===== Text extract =====
Assessment practices are founded on both beliefs and knowledge. A Talking Points Strategy can help to have small groups explore and surface their beliefs about assessment.

# Starting with Curriculum

Learning targets are based on curricular outcomes. There are a number of different unit and lesson planning templates used in education. One useful process is to use a thinking map. This graphic organizer allows us to see the connections amongst curricular outcomes, instructional activities and assessment criteria.

Starting in the centre, teachers can identify the connections between the nouns (concepts) and verbs (observable behaviours) of the curriculum with the activities that allow students to show those behaviours. The assessment criteria should be related to the curriculum rather than the activity.

For example, in Saskatchewan Science 10, one part of the SCI10-CD1 Outcome: Assess the implications of human actions on the local and global climate and the sustainability of ecosystems. Some of the indicators related to this outcome might be addressed in the following progression:

By unpacking into a circular thinking map, it is possible to see how the concepts and observable behaviours work together. This will lead to a holistic view of curriculum that eradicates the question of how many indicators are important to address.

# Principles of Assessment

Rick Stiggins has developed a set of key ideas related to classroom assessment:

(Chapuis, Commodore, Stiggins, 2016)

## From Criteria to Rubrics

There are a variety of assessment tools, including checklists, portfolios, and rubrics. They all rely on clear learning targets or criteria for student success. What does success look like? What are we looking for?

Expanding on clear learning targets, Sue Brookhart shares some of her ideas on building high-quality rubrics.

Sue Brookhart’s ideas have been incorporated into this simple editable Rubric Worksheet.

# Formative and Summative Assessment

Too often, formative assessment is defined as ‘things that are not marked’, while summative assessment is defined as “things that are graded at the end of a unit”. This implies that learners can only show understanding that ‘counts’ at the end of a unit of study. So what happens to all of their thinking, work and brilliance along the way? Is it possible that a learning and assessment experience might be both or either for different students? Is it possible that formative and summative assessment are interconnected?

## Definitions

One definition for assessment is the ways in which instructors gather data about their teaching and students’ learning (Northern Illinois University, Faculty Development and Instructional Design Center). This definition implies that assessment’s purpose is multi-faceted – to inform students and teachers regarding student understanding as well as to inform teachers about their practice in teaching. Assessment, whether it is formative or summative, is a snap-shot in time that changes with instruction and understanding.
===== Records =====
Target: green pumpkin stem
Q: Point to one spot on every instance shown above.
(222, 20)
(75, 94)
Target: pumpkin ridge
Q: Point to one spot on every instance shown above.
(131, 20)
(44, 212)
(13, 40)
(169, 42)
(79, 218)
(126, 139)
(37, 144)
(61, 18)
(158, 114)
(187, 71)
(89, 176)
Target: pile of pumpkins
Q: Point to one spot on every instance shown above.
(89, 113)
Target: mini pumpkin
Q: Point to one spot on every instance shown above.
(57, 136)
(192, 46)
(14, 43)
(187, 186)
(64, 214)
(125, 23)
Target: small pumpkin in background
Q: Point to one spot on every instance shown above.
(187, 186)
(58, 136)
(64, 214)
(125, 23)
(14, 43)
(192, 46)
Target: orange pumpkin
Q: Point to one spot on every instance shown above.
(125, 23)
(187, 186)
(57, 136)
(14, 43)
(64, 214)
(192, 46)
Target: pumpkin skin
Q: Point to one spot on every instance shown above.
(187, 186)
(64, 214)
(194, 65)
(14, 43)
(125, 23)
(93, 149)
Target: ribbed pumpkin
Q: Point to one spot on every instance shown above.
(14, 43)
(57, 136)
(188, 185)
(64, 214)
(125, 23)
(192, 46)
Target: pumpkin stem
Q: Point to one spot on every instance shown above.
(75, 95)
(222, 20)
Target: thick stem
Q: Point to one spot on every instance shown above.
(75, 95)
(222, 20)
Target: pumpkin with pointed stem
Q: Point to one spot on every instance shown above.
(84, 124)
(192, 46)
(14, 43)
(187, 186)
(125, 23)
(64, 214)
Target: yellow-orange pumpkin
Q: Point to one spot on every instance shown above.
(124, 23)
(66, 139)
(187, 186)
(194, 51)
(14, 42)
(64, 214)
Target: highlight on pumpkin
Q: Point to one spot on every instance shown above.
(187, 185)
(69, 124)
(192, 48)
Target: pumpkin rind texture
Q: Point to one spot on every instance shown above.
=====
• [Stated exercise 1]:
In the assessment text, which graphic organizer shows the connections among curricular outcomes, instructional activities and assessment criteria?
• [Stated exercise 2]:
List every assessment tool that the assessment text names.

• [Solution 1]:
A thinking map.

• [Solution 2]:
Checklists, portfolios, rubrics